» **Excerpt to read**

━━━

ORLANDO, Fla. - The opioid crisis has a tremendous grip across the country, including Central Florida.
Addiction has even affected those who provide medical care. Dozens of nurses have gotten into trouble for getting high on the job.
Audiences watched the downward spiral of a pill-popping nurse on the fictional television show "Nurse Jackie." The plot has become a reality in Florida.
"Often it is in the hospital or in a care setting," said Denny Kolsch, who knows all about addiction. "And opioids was really the thing that took away my anxiety. It took away any physical pain, emotional pain."
His four-year-long opioid dependence cost him up to $300 daily, but he finally broke the habit.
"I was at a low point, and I wanted change, so I accepted that help," he said.
Kolsch now works toward treating others as director of Peace Club, an opioid recovery center in Brevard County.
An increasing number of nurses are among those seeking treatment for addiction to painkillers.

━━━

» **Exercise data**

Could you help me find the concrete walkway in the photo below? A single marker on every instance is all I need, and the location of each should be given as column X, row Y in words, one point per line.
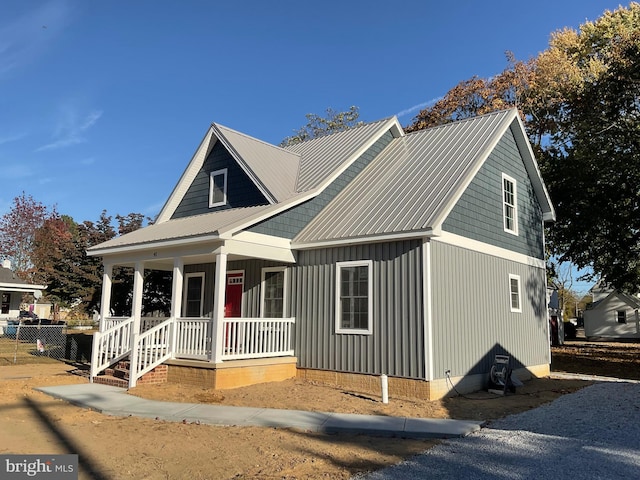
column 117, row 402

━━━

» **Exercise instructions**
(A) For the opioid report above, decide whether each statement agrees with it. Answer yes or no for each and quote the words of the report that settle it.
(i) Kolsch's opioid dependence lasted four years.
(ii) Peace Club is in Orange County.
(iii) Fewer nurses are now seeking treatment for painkiller addiction.
(B) Answer these questions from the opioid report above:
(i) Which fictional television show does it mention?
(ii) What position does Denny Kolsch hold at Peace Club?
(iii) At most, how much did his opioid dependence cost him each day?

» **Answers for the exercise**
(A)
(i) Yes: "His four-year-long opioid dependence"
(ii) No: "an opioid recovery center in Brevard County"
(iii) No: "An increasing number of nurses are among those seeking treatment for addiction to painkillers."

(B)
(i) "Nurse Jackie"
(ii) Director
(iii) $300